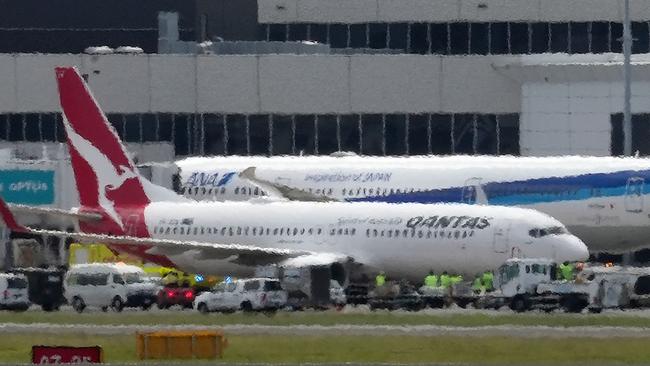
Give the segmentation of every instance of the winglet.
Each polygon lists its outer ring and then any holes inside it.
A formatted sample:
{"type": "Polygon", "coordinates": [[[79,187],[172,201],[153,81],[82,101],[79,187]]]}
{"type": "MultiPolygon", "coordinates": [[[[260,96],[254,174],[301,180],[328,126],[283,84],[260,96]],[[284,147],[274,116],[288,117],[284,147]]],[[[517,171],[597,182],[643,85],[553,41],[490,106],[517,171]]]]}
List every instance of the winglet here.
{"type": "Polygon", "coordinates": [[[4,221],[9,230],[22,233],[29,231],[26,227],[18,224],[16,218],[11,213],[11,210],[9,210],[7,203],[2,199],[2,197],[0,197],[0,215],[2,215],[2,221],[4,221]]]}

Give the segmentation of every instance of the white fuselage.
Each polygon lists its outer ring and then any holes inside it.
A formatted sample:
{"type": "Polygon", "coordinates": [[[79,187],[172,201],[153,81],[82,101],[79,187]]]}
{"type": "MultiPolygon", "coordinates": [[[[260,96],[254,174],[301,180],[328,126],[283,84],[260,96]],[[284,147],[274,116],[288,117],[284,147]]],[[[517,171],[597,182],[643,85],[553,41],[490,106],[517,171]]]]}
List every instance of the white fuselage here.
{"type": "MultiPolygon", "coordinates": [[[[153,238],[242,244],[343,254],[368,271],[421,279],[427,271],[475,274],[512,256],[584,260],[570,234],[534,238],[535,228],[561,227],[532,210],[463,204],[202,202],[152,203],[145,220],[153,238]]],[[[195,253],[194,253],[195,254],[195,253]]],[[[250,275],[232,258],[170,259],[197,273],[250,275]]]]}
{"type": "Polygon", "coordinates": [[[237,173],[346,201],[520,206],[564,223],[592,252],[650,246],[650,160],[614,157],[210,157],[177,162],[196,199],[261,191],[237,173]],[[485,198],[483,202],[481,198],[485,198]]]}

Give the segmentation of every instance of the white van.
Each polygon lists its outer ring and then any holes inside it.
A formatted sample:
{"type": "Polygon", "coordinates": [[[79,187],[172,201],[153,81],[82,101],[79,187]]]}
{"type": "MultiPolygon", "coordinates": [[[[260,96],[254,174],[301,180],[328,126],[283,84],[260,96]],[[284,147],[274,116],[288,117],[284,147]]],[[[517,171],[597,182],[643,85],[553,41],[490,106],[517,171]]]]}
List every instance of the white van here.
{"type": "Polygon", "coordinates": [[[156,302],[155,283],[144,280],[144,271],[136,266],[113,263],[78,264],[65,276],[65,298],[77,311],[87,306],[103,311],[127,307],[147,310],[156,302]]]}
{"type": "Polygon", "coordinates": [[[0,273],[0,309],[25,311],[29,305],[27,277],[0,273]]]}
{"type": "Polygon", "coordinates": [[[250,278],[221,282],[212,291],[194,299],[194,308],[206,314],[211,311],[277,310],[287,305],[287,292],[274,278],[250,278]]]}

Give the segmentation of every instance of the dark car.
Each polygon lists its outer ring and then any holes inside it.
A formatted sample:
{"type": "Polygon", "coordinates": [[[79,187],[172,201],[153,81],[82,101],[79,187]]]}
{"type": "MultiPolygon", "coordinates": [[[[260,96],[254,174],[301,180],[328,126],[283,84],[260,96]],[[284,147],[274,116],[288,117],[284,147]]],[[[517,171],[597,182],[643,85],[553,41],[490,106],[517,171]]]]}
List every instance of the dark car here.
{"type": "Polygon", "coordinates": [[[167,309],[174,305],[191,308],[196,292],[191,287],[163,287],[158,291],[156,303],[159,309],[167,309]]]}
{"type": "Polygon", "coordinates": [[[33,304],[40,305],[44,311],[58,310],[61,305],[65,304],[63,296],[64,269],[14,268],[11,272],[27,277],[29,300],[33,304]]]}

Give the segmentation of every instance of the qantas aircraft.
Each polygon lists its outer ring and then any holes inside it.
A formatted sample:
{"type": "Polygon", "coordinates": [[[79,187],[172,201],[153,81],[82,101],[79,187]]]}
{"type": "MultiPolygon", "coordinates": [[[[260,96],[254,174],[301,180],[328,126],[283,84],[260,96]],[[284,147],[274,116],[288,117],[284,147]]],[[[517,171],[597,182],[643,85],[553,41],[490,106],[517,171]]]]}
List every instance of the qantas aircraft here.
{"type": "Polygon", "coordinates": [[[559,221],[528,209],[188,200],[137,173],[75,68],[56,68],[56,78],[81,203],[70,214],[79,218],[80,232],[21,226],[0,205],[12,230],[101,241],[205,274],[250,275],[262,264],[332,265],[339,272],[354,266],[419,280],[429,269],[475,274],[512,256],[587,259],[584,243],[559,221]]]}
{"type": "Polygon", "coordinates": [[[282,186],[297,200],[527,207],[560,220],[592,252],[650,246],[649,159],[348,155],[196,157],[177,165],[183,193],[197,200],[246,200],[266,193],[254,177],[282,186]]]}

Work instructions:
How many lines in the listing above contain the string "qantas", with case counting? Reply with the number alone.

Task result:
2